• _Try it_
According to the Big Bill profile below, why had Bill "finally made it" by October 2023?
Page extract Block Start
Soon after, Big Bill signed full-time with AEW. He joined The Firm, a group so poorly booked it made Retribution look like the NWO. When The Firm quietly dissolved like AEW’s ranking system, Bill found a lifeline in the form of Ricky Starks. Together, they formed an odd-couple tag team that somehow worked.

And then… lightning struck. In October 2023, Big Bill and Ricky Starks beat FTR for the AEW World Tag Team Championship. A legit title reign. Not some pre-show prop, but a real belt. Bill had finally made it. After years of turmoil, alcohol, seizures, and promos that aged like milk, Big Bill stood tall—literally and metaphorically.

Their reign ended in February 2024 at the hands of Sting and Darby Allin, two men who weigh less than Bill’s boots combined. But the glory? The respect? That stayed.


The Learning Tree and Beyond: Branching Out

In 2024, Big Bill joined Chris Jericho’s Learning Tree, a stable that was half mentorship, half cult. Jericho dubbed him “The Redwood,” and for a while, it stuck. Until Bill realized Jericho mostly taught gaslighting and losing important matches. When Jericho bailed, Bill finally became his own man.

He teamed with Bryan Keith, bruised egos into submission, and started to forge something truly his: a legacy.

Big Bill went from a guy who forgot his lines on live TV, to a guy who forgot his demons in real life. He stopped chasing nostalgia and started chasing wins. He doesn’t need a catchphrase, a hype man, or a tag partner to be relevant anymore.

He’s not SAWFT. He’s not a joke. He’s not some cautionary tale in an article about addiction and wasted potential.

He’s Big Bill.

And brother, that’s a name you put on a championship plate—not a rehab form.
Page extract Block End
Material shown Block Start
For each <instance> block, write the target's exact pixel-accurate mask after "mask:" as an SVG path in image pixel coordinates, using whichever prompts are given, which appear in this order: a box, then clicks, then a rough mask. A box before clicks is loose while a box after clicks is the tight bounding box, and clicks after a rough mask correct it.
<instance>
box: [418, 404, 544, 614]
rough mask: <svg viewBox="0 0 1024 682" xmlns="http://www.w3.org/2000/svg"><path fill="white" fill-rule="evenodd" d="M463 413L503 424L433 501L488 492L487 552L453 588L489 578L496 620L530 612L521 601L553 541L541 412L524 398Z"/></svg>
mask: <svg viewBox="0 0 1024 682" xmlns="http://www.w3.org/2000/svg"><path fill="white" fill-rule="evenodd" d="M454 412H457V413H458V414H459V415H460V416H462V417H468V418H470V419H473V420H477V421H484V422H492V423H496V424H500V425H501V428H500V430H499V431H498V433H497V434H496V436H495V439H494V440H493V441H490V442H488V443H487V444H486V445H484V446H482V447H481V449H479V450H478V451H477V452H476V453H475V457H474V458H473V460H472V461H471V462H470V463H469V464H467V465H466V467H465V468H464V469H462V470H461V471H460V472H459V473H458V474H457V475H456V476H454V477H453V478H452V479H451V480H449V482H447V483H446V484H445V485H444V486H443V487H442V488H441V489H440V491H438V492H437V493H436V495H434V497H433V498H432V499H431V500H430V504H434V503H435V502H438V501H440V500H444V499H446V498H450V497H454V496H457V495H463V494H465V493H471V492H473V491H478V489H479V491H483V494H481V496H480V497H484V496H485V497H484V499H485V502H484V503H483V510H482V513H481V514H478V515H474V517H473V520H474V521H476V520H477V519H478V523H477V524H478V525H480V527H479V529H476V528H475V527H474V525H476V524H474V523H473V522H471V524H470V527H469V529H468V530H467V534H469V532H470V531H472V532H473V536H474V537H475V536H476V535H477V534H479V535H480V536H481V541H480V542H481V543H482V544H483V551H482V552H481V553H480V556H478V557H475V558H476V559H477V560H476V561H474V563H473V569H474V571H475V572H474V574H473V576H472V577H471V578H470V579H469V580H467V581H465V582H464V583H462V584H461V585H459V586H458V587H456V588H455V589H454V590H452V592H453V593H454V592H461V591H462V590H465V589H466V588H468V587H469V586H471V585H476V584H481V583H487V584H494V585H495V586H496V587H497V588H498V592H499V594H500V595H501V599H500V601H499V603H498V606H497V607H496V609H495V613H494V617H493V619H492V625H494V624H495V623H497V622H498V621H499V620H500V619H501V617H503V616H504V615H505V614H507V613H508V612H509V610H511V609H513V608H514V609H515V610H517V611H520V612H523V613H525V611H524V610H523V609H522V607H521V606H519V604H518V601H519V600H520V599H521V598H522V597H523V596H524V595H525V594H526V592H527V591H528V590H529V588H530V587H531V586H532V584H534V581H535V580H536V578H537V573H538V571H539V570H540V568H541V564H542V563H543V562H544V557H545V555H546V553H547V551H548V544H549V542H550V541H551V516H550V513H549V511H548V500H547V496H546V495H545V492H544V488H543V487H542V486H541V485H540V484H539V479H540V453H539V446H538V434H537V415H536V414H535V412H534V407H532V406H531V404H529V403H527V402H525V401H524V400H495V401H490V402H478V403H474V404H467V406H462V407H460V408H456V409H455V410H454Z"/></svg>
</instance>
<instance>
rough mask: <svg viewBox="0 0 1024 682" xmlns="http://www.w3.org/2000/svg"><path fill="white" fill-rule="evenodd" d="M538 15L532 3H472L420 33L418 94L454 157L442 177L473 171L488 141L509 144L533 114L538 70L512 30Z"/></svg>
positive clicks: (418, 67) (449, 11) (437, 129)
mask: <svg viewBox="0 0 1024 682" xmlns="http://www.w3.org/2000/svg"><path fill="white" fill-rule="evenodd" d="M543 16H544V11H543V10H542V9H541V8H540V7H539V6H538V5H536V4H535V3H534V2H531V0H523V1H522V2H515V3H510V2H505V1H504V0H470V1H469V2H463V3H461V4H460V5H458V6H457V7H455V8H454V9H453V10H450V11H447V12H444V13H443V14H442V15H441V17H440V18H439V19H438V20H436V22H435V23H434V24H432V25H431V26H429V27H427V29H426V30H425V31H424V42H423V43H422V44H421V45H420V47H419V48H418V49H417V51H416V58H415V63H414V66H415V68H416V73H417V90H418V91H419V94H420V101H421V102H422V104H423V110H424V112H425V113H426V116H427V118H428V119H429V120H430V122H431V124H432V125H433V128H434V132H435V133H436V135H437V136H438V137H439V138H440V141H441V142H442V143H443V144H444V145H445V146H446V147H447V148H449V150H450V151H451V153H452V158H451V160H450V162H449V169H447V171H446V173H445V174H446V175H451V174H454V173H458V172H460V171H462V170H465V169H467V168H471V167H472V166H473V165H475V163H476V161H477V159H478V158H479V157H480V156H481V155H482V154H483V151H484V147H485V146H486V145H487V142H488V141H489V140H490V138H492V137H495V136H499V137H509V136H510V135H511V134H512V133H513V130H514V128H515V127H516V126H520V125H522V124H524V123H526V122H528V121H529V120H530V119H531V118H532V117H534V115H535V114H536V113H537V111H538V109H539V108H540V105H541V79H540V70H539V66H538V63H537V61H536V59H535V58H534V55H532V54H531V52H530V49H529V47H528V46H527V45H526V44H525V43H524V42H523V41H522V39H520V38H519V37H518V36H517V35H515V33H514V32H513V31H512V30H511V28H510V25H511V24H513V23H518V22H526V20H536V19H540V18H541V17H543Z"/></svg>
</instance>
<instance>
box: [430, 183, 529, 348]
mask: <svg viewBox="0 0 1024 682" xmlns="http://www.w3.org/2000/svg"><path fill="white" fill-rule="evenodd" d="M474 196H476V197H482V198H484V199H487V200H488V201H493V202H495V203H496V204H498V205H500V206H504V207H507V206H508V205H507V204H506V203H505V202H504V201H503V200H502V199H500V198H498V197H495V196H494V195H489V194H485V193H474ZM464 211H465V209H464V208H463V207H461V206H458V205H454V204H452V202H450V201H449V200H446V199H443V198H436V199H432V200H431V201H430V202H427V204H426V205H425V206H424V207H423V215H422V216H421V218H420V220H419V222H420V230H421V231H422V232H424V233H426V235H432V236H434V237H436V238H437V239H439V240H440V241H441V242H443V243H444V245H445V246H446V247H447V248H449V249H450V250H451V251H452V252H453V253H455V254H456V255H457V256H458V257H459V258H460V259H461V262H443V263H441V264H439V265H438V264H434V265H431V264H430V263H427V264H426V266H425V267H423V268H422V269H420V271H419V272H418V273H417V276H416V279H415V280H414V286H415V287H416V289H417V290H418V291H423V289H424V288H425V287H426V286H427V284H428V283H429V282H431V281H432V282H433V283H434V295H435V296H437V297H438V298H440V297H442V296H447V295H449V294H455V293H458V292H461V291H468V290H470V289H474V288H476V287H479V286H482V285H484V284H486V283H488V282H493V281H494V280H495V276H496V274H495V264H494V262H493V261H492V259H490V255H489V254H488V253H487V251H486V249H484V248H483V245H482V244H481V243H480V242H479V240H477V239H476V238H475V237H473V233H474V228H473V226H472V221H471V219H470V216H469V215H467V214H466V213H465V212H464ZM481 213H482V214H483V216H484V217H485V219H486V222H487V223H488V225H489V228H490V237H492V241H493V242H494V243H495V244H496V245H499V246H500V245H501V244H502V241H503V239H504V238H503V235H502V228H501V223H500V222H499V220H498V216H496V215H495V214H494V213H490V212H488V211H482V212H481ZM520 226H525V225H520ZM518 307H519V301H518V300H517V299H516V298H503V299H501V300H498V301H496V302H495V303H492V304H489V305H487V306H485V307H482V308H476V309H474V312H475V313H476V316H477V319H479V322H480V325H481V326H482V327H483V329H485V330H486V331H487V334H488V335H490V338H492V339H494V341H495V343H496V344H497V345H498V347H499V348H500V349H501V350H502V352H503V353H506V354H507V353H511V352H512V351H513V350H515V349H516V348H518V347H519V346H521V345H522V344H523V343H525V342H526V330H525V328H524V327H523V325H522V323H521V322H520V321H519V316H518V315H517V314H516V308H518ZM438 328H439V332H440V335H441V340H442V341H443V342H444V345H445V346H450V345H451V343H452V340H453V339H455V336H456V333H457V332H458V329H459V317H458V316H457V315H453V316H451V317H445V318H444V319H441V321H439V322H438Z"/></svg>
Material shown Block End
• _Result for this exercise_
In October 2023, Big Bill and Ricky Starks beat FTR for the AEW World Tag Team Championship. The profile calls this a legitimate title reign with a real belt, not a pre-show prop.